▶ The exercise
From the listing that follows, extract every line and set it down unaltered.

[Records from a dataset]
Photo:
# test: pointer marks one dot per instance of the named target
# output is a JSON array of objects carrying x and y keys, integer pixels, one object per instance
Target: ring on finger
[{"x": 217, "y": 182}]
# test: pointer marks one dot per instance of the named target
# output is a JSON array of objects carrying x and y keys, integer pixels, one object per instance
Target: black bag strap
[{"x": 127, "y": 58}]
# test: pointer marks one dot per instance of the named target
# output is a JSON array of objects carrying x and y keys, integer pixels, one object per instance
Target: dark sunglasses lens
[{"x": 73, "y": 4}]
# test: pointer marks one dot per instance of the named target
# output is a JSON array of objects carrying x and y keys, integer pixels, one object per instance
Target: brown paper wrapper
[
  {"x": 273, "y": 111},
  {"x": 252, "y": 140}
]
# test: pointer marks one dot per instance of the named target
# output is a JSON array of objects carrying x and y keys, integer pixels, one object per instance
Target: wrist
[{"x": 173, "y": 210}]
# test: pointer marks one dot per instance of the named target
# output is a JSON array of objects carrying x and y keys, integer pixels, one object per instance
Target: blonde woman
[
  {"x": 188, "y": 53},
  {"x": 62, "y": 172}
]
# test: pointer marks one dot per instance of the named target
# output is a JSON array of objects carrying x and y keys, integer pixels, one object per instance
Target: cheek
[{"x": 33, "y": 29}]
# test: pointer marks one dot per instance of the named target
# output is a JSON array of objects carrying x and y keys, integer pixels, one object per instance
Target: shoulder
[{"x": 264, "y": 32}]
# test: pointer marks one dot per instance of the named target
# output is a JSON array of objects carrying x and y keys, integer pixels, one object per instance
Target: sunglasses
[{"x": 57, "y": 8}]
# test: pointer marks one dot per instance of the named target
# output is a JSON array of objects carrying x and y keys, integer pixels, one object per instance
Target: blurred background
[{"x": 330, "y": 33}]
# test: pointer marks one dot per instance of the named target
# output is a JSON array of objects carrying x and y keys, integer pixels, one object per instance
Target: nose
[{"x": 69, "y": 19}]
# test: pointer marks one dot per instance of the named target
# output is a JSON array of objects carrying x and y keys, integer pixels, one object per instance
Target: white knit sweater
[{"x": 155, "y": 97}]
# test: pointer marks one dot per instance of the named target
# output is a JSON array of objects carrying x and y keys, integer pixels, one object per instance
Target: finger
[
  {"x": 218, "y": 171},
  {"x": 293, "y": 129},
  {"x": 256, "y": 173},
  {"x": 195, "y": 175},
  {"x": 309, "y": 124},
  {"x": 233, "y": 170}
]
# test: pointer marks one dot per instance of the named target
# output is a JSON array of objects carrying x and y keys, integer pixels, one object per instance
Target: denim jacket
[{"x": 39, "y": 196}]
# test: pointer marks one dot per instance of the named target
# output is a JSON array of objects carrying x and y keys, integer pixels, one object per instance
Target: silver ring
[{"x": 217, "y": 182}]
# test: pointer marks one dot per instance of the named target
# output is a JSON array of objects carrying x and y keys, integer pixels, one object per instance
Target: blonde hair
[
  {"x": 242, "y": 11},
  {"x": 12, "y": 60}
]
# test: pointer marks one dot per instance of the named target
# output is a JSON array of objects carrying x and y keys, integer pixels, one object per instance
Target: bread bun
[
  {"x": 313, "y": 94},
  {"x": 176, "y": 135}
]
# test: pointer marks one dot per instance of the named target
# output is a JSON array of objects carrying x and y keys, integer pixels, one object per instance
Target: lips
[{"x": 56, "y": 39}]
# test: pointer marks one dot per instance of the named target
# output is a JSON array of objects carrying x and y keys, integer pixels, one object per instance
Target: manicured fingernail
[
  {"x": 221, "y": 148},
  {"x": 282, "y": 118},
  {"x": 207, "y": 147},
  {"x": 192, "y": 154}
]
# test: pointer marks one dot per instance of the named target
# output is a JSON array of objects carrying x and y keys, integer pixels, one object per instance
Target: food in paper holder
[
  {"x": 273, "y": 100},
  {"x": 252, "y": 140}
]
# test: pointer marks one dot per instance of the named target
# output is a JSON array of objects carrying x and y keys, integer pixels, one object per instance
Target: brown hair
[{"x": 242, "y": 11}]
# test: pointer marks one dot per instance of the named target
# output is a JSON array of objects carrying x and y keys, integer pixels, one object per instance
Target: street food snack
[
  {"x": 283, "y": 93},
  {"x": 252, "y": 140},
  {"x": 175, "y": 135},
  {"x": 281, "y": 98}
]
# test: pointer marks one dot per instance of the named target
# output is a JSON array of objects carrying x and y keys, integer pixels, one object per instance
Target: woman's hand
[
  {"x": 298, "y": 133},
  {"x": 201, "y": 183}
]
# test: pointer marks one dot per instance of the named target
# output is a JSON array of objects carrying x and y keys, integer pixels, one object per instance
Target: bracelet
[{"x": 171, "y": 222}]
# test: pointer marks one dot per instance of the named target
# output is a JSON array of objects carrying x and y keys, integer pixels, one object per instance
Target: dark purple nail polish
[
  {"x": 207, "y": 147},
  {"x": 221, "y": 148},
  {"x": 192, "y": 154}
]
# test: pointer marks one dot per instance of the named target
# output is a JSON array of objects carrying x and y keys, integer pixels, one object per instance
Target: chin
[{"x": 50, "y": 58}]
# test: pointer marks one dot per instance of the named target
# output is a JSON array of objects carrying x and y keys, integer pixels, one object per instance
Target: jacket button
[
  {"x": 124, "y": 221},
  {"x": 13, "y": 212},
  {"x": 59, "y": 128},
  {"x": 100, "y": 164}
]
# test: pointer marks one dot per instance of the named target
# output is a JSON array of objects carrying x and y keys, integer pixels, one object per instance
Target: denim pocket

▶ Written response
Photo:
# test: pointer marks one dot per instance of the named target
# output is a JSON array of objects carrying x and y keys, integer pixels, one object per instance
Target: ring on finger
[{"x": 217, "y": 182}]
# test: pointer marks one dot per instance of the named target
# output is a JSON array of objects carrying x and y keys, integer pixels, one object per instance
Target: black bag strap
[{"x": 127, "y": 58}]
# test: pointer marks one dot per instance of the named target
# output is a JSON array of objects carrying x and y keys, integer pixels, one object per instance
Target: dark sunglasses lens
[{"x": 73, "y": 4}]
# test: pointer marks one dot per instance of the named target
# output is a JSON array of objects carrying x and y keys, integer pixels, one object per instance
Target: brown paper wrapper
[
  {"x": 273, "y": 111},
  {"x": 252, "y": 140}
]
# test: pointer marks one dot per instance of the named target
# output is a JSON array of objects carrying x and y keys, integer pixels, one object per instance
Target: wrist
[{"x": 173, "y": 210}]
# test: pointer marks one dot per instance of the named target
# output is a JSON array of objects carrying x and y keys, integer pixels, one object per instance
Target: blonde woman
[
  {"x": 188, "y": 53},
  {"x": 62, "y": 172}
]
# test: pointer marks one dot per instance of the named target
# output is a JSON array of objects carrying x and y keys, integer pixels, one object per instance
Target: cheek
[{"x": 33, "y": 29}]
# test: pointer marks one dot per instance of the named target
# output is a JSON array of objects carrying x and y keys, integer pixels, one object per instance
Target: shoulder
[{"x": 264, "y": 32}]
# test: pointer marks one dot per instance of the named target
# output is a JSON array of objects carrying x and y keys, integer pixels, one object per instance
Target: sunglasses
[{"x": 57, "y": 8}]
# test: pointer marks one dot per instance of the named target
# output is a JSON array of objects carrying x and y keys, integer pixels, one object per instance
Target: blurred background
[{"x": 330, "y": 33}]
# test: pointer marks one dot per instance of the named target
# output is a JSON array of objects carrying x and y keys, integer pixels, one object per instance
Target: nose
[{"x": 69, "y": 19}]
# test: pointer marks one dot per instance of the named target
# output is a JSON array of objects carrying x and y keys, integer pixels, one object per instance
Target: white knit sweater
[{"x": 155, "y": 97}]
# test: pointer marks one dot per instance of the named target
# output is a JSON array of objects carrying x and y keys, integer pixels, one object per instance
Target: finger
[
  {"x": 218, "y": 171},
  {"x": 293, "y": 129},
  {"x": 256, "y": 173},
  {"x": 195, "y": 175},
  {"x": 309, "y": 124},
  {"x": 233, "y": 170}
]
# test: pointer marks one dot per instance of the named target
# output is a JSON array of objects carrying x and y keys, integer pixels, one object per instance
Target: denim jacket
[{"x": 39, "y": 196}]
# test: pointer marks one dot per instance of the named target
# output is a JSON array of objects carrying x and y keys, integer pixels, one object per instance
Target: silver ring
[{"x": 217, "y": 182}]
# test: pointer marks one dot per instance of the named target
# output is a JSON array of objects carrying x and y keys, integer pixels, one object per instance
Target: blonde hair
[
  {"x": 242, "y": 11},
  {"x": 12, "y": 60}
]
# test: pointer marks one dot per instance of the named target
# output is a JSON array of objects carrying x and y keys, integer pixels, one object per instance
Target: bread bun
[
  {"x": 313, "y": 94},
  {"x": 176, "y": 135}
]
# test: pointer marks one dot per instance of the named target
# output is a JSON array of objects carrying x and y keys, integer pixels, one object per instance
Target: lips
[{"x": 56, "y": 39}]
# test: pointer marks one dot per instance of the named target
# output is a JSON array of objects carrying x and y keys, integer pixels, one object per instance
Target: manicured fingernail
[
  {"x": 221, "y": 148},
  {"x": 282, "y": 118},
  {"x": 207, "y": 147},
  {"x": 192, "y": 154}
]
# test: pointer marks one dot per instance of the named target
# output is a JSON array of objects carrying x and y keys, integer pixels, one object per instance
Target: food in paper holder
[
  {"x": 273, "y": 100},
  {"x": 252, "y": 140}
]
# test: pointer marks one dot per instance of the named target
# output is a JSON array of objects carrying x and y keys, integer pixels, one object per instance
Target: brown hair
[{"x": 242, "y": 11}]
# test: pointer marks one dot per instance of the named target
# output is a JSON array of objects carrying x and y keys, integer pixels, one object per instance
Target: street food snack
[
  {"x": 283, "y": 93},
  {"x": 252, "y": 140},
  {"x": 175, "y": 135},
  {"x": 281, "y": 98}
]
# test: pointer marks one dot per instance of the named target
# output is a JSON array of objects carrying x and y keys, integer pixels, one object per instance
Target: woman's hand
[
  {"x": 298, "y": 133},
  {"x": 201, "y": 183}
]
# test: pointer marks one dot per instance of the named target
# output is a JSON array of objects carrying x and y keys, integer pixels, one object per instance
Target: bracelet
[{"x": 171, "y": 222}]
# test: pointer marks one dot per instance of the named target
# output is a JSON array of objects carrying x and y keys, integer pixels, one object per instance
Target: dark purple nail polish
[
  {"x": 207, "y": 147},
  {"x": 221, "y": 148},
  {"x": 192, "y": 154}
]
# test: pointer marks one dot per instance of the named target
# output is a JSON array of objects carrying x and y keys, integer pixels, one object per instance
Target: chin
[{"x": 50, "y": 58}]
# test: pointer marks one dot per instance of the named target
# output is a JSON array of objects carrying x and y keys, integer pixels, one object per instance
Target: jacket button
[
  {"x": 124, "y": 221},
  {"x": 13, "y": 212},
  {"x": 59, "y": 128},
  {"x": 100, "y": 164}
]
# test: pointer marks one dot per instance of the named target
# output is a JSON array of objects carrying x and y keys, integer pixels, one object per instance
Target: denim pocket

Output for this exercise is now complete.